[Start Input data]
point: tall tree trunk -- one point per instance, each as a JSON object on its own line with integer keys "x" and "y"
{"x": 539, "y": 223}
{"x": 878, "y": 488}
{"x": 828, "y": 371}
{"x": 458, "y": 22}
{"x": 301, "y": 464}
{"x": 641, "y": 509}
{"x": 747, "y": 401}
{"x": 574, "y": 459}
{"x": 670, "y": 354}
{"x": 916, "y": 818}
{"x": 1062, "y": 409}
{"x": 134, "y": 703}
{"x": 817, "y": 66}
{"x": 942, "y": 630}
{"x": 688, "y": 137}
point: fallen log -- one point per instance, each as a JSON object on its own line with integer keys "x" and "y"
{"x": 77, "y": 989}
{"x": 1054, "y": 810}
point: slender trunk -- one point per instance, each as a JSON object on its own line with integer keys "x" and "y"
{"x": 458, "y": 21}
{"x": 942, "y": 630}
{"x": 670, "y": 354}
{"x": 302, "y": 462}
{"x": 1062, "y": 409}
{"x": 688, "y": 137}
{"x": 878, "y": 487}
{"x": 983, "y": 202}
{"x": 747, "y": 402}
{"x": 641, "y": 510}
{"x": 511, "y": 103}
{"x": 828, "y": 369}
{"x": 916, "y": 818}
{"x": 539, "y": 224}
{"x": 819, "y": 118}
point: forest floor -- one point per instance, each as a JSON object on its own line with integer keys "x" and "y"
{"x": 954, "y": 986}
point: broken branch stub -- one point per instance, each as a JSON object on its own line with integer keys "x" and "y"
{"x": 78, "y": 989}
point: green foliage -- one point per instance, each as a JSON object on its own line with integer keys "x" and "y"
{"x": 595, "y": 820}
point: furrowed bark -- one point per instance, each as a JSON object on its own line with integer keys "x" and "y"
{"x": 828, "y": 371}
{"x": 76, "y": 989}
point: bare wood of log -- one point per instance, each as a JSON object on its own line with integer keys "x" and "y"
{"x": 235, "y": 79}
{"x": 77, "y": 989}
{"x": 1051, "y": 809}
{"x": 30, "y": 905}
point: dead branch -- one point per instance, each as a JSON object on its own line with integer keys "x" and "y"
[End Input data]
§ Exercise requirements
Copy every one of these entries word for word.

§ Solution to this exercise
point: tall tree trunk -- one point per instance, each as a JSON object on its own line with integer keys "x" and "y"
{"x": 539, "y": 223}
{"x": 878, "y": 488}
{"x": 828, "y": 371}
{"x": 458, "y": 22}
{"x": 301, "y": 464}
{"x": 641, "y": 509}
{"x": 747, "y": 401}
{"x": 574, "y": 459}
{"x": 670, "y": 354}
{"x": 916, "y": 818}
{"x": 1062, "y": 409}
{"x": 134, "y": 703}
{"x": 817, "y": 66}
{"x": 942, "y": 630}
{"x": 688, "y": 137}
point: fallen log -- one point per instance, each as a JSON object on its own line with integer keys "x" and "y"
{"x": 77, "y": 989}
{"x": 1054, "y": 810}
point: slender trunk -- one point per instance, each as a JSON object on its own line with integer keys "x" and "y"
{"x": 458, "y": 21}
{"x": 942, "y": 630}
{"x": 670, "y": 354}
{"x": 302, "y": 462}
{"x": 1062, "y": 409}
{"x": 688, "y": 137}
{"x": 878, "y": 487}
{"x": 983, "y": 202}
{"x": 747, "y": 402}
{"x": 641, "y": 510}
{"x": 511, "y": 103}
{"x": 828, "y": 369}
{"x": 916, "y": 818}
{"x": 539, "y": 224}
{"x": 819, "y": 118}
point: forest floor -- one point per instance, each as a JSON object on its own line with integer keys "x" and "y"
{"x": 954, "y": 986}
point: broken branch stub -- one point per instance, each as a JSON object on its own line with integer keys "x" and "y"
{"x": 78, "y": 989}
point: green foliage -- one point per instance, each as a JSON object on its own line with integer keys "x" and "y"
{"x": 595, "y": 820}
point: furrowed bark -- one point per instance, each as a JSON object on its own line with integer keys "x" and "y"
{"x": 828, "y": 371}
{"x": 76, "y": 989}
point: bare wood of log -- one point per instance, each as a JSON object on its own line with integer keys "x" and "y"
{"x": 235, "y": 79}
{"x": 77, "y": 989}
{"x": 1051, "y": 809}
{"x": 30, "y": 905}
point: dead branch -- one point per instance, each as a JSON object on its own line with integer keys "x" and "y"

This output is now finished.